* Problem details
Transcribe the entries below exactly; leave every image out.

* Extracted material

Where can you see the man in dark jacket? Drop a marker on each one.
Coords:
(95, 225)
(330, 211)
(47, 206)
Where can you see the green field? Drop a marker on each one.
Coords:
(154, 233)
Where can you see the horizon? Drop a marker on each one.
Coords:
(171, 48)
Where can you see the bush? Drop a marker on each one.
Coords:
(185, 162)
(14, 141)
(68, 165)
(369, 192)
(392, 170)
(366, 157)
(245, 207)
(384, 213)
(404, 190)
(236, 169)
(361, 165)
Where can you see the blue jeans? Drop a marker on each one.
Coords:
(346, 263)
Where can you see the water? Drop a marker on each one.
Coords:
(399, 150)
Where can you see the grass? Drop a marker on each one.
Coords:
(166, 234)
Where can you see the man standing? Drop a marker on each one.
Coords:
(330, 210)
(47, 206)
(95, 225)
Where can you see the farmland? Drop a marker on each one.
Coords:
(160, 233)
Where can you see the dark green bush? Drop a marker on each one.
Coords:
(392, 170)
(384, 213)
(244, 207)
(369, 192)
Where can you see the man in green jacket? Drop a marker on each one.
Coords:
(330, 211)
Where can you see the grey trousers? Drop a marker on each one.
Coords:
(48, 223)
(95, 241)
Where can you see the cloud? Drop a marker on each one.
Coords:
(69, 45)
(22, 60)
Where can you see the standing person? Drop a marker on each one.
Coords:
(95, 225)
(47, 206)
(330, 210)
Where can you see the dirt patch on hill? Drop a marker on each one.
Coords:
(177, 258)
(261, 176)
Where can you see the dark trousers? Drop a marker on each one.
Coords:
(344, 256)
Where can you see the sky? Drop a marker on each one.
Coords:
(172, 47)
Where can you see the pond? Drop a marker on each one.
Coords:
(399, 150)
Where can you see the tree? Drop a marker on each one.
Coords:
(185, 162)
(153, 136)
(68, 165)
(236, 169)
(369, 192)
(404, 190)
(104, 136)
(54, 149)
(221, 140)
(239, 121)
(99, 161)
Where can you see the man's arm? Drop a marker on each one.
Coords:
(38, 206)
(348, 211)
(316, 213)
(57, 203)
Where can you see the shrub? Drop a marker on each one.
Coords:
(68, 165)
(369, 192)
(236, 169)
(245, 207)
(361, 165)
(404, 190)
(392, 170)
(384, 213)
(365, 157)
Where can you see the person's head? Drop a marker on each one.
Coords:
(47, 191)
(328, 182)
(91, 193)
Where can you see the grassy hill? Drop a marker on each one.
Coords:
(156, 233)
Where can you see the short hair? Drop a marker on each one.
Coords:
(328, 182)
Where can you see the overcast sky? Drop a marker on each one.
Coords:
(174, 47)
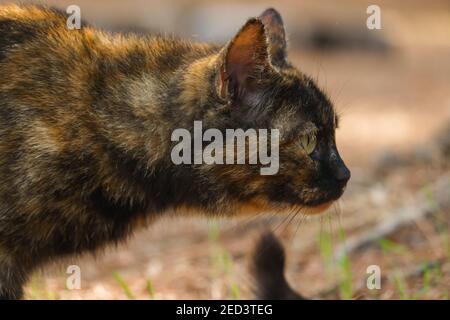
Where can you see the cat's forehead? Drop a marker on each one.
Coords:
(310, 103)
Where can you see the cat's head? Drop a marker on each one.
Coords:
(260, 88)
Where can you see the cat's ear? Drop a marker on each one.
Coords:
(276, 35)
(244, 60)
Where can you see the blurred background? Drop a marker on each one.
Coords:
(392, 88)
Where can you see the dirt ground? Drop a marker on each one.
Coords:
(395, 213)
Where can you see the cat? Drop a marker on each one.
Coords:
(86, 119)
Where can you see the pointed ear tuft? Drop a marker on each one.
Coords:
(276, 34)
(245, 59)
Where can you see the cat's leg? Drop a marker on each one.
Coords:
(13, 276)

* Expected answer
Where can you see the man in dark jacket? Drop a marker on each one.
Coords:
(95, 225)
(330, 211)
(47, 206)
Where can you see the green field? Drop a marker on each one.
Coords:
(154, 233)
Where can you see the horizon? Drop a marker on each one.
Coords:
(171, 48)
Where can you see the bush? Drop a marker on each one.
Coords:
(185, 162)
(14, 141)
(68, 165)
(369, 192)
(392, 170)
(366, 157)
(245, 207)
(384, 213)
(404, 190)
(236, 169)
(361, 165)
Where can you see the blue jeans? Drop a marker on each one.
Coords:
(346, 263)
Where can you see the water? Drop a marker on each one.
Coords:
(399, 150)
Where can you see the grass? Drop a marker on each one.
Coords:
(166, 234)
Where can you see the man standing? Drop a marker on each one.
Coords:
(330, 210)
(47, 206)
(95, 225)
Where can you see the farmland? Drop a marker on each one.
Coords:
(160, 233)
Where can you see the dark green bush? Drop a marker on each one.
Coords:
(392, 170)
(384, 213)
(244, 207)
(369, 192)
Where can you see the man in green jacket? Drop a marker on each one.
Coords:
(330, 211)
Where can you see the grey trousers? Drop a marker on each one.
Coords:
(48, 223)
(95, 241)
Where can you see the cloud? Drop a marker on each one.
Coords:
(69, 45)
(22, 60)
Where can you see the standing person? Drop a marker on each one.
Coords:
(95, 225)
(47, 206)
(330, 210)
Where can you see the dirt patch on hill? Drop a marker on each one.
Coords:
(177, 258)
(261, 176)
Where can you see the dark trousers? Drop a marker on each one.
Coords:
(344, 256)
Where can you see the sky? Drop a marker on each one.
Coords:
(172, 47)
Where can you see the pond? Drop a marker on each one.
Coords:
(399, 150)
Where can you see the tree? Drop a marker on each one.
Coords:
(185, 162)
(153, 136)
(68, 165)
(236, 169)
(369, 192)
(404, 190)
(104, 136)
(54, 149)
(221, 140)
(239, 121)
(99, 161)
Where can you see the man's arm? Drop a marker on each one.
Coords:
(38, 206)
(348, 211)
(316, 213)
(57, 203)
Where can you see the shrub? Drop a marker on each one.
Coords:
(68, 165)
(369, 192)
(236, 169)
(245, 207)
(361, 165)
(404, 190)
(392, 170)
(384, 213)
(365, 157)
Where can you see the person's head? Drop a marker on each one.
Coords:
(47, 191)
(328, 182)
(91, 193)
Where can you see the grassy hill? Drop a marker on each one.
Coords:
(156, 233)
Where can you see the short hair? Drop a marker on each one.
Coords:
(328, 182)
Where can you see the overcast sky? Drop a marker on each one.
Coords:
(174, 47)
Where can you see the cat's forehead? Drop a marker on each one.
Coords:
(310, 103)
Where can you see the cat's head? Drop a marker on each one.
Coords:
(260, 88)
Where can you see the cat's ear? Drop a marker on each one.
Coords:
(276, 35)
(244, 60)
Where can you see the blurred background? Drop a marker on each one.
Coords:
(392, 88)
Where can you see the dirt ground? Drop a marker on each one.
Coords:
(395, 213)
Where can you see the cat? Drop a marker on each one.
Coords:
(86, 119)
Where can you see the pointed ear tuft? Drop a marker on each one.
Coords:
(276, 34)
(245, 59)
Where can you see the cat's leg? Drop a marker on each one.
Coords:
(13, 276)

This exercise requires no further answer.